-------- TEXT EXTRACT

If I’m not careful, I’m going to petrify a habit of mine that has developed in the past few weeks and become such a temptation as to displace the role seeking online infotainment or titillation has at times played in my life: reading theological articles on the Internet during the workday. If I allow this habit to solidify, it will have two detrimental effects: I will lose my job, and I will lose my faith.
Note to self: For as helpful as Richard Beck can be, I should read neither him nor his commenters before bed.
“Your brain cannot do fear and gratitude simultaneously. If you’re in fear… go to a state of gratefulness” (Sue Krautkramer).
“Don’t worry about the parts of the Bible you don’t understand. Obey the parts you do.”
— a Red Letter Wake Up email newsletter
I could either let the unanswerable theological questions win and spend the next five to ten years in likely miserable reorganization of my entire thought life, or I could settle for mystery.
This one shouldn’t be so hard. When did intellectual coherence become so important to me?
Q: How do you account for evil?

----------------
-------- ENTRIES PROVIDED

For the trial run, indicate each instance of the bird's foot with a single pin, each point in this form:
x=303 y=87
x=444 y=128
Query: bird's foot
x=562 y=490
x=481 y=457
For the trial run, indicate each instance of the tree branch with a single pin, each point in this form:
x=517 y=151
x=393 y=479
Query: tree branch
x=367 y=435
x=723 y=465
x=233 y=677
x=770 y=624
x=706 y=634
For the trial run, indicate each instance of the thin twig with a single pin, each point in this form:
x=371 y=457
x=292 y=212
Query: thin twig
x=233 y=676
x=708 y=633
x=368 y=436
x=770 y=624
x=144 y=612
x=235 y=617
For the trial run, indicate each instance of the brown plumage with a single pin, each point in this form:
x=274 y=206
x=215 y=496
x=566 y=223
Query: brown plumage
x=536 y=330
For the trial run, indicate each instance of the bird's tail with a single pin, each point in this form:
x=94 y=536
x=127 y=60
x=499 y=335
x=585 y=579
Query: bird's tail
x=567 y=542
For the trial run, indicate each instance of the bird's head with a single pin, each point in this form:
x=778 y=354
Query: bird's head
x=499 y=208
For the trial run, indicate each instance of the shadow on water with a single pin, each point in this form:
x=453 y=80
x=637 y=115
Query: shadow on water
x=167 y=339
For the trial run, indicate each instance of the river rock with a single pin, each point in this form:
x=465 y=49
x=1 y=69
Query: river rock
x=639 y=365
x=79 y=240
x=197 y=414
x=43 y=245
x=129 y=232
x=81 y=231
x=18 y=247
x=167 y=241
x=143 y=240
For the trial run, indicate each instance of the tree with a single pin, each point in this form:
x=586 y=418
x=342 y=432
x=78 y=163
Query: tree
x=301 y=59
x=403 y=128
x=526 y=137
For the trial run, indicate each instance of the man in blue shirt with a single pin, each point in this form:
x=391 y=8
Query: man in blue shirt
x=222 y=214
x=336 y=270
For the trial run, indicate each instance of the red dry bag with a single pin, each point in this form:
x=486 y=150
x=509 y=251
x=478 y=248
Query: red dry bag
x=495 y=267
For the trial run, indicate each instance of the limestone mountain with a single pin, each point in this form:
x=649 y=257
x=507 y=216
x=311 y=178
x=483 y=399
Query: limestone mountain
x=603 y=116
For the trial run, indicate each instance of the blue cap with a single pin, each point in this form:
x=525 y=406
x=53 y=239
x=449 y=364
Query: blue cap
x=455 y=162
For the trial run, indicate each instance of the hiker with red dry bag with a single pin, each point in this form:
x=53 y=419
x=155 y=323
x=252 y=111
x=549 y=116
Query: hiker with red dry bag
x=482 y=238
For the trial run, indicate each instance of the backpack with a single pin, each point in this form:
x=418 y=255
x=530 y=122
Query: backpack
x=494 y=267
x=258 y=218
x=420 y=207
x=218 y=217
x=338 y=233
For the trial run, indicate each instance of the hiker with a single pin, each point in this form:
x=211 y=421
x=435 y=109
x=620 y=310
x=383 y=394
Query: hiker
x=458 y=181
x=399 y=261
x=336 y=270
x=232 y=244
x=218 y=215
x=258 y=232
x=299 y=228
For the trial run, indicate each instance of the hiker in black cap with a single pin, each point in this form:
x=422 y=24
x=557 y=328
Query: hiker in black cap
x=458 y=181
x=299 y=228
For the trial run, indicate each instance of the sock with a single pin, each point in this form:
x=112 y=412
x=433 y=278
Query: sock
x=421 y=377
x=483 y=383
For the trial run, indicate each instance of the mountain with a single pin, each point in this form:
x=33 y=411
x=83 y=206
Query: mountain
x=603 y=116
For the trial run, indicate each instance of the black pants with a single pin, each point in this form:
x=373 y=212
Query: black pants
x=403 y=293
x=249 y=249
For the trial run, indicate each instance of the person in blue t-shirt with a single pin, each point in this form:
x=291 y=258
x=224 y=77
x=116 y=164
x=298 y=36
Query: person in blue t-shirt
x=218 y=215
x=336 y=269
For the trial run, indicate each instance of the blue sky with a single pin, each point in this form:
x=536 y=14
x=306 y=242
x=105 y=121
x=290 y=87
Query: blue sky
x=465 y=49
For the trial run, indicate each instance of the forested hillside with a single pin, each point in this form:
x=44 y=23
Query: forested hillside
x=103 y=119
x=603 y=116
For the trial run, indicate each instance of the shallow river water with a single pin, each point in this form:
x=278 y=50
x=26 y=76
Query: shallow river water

----------------

== LIST OF TASKS ==
a – Answer these questions about the notes on faith, one line each:
(i) What two detrimental effects does the writer expect if the habit of reading theology during the workday solidifies?
(ii) Whose writing, along with that person's commenters, should the writer not read before bed?
(iii) Which email newsletter is credited with the line about obeying the parts of the Bible you do understand?
b – Extend the notes on faith, starting after their last line.

== THE RESULTS ==
a –
(i) Losing the job and losing the faith.
(ii) Richard Beck's.
(iii) A Red Letter Wake Up email newsletter.

b –
A: I don’t. I fight it.
Everyone seems to have more time to read books than I do.
It is good to remember, especially with the specter of doubt still haunting my soul, that cogitation is terribly inefficient after bedtime. When tempted to mull in bed, don’t.
Have a philosophical problem? You’re not going to solve it lying in bed. So don’t try. Stuff it and go to sleep.
Not that I experienced this last night or anytime recently. But I might again someday soon.
It’s too late to journal this in any detail, but suffice it to say for now that I’ve embraced that suffering and death is a part of everyone’s life. That’ll make me less fearful of death myself, less fearful for what my children will think in the wake of deaths and suffering around them, and more willing to take the risk of becoming a foster dad. Desiring God’s take on Romans 8 helps here. As does the whole Bible, which never once tells the saints they won’t suffer. It assumes suffering, and it assumes it as something to fight against, but also a backwards blessing as well, capable of creating much good character in someone.
This realization is a prayer answer to this morning’s prayer.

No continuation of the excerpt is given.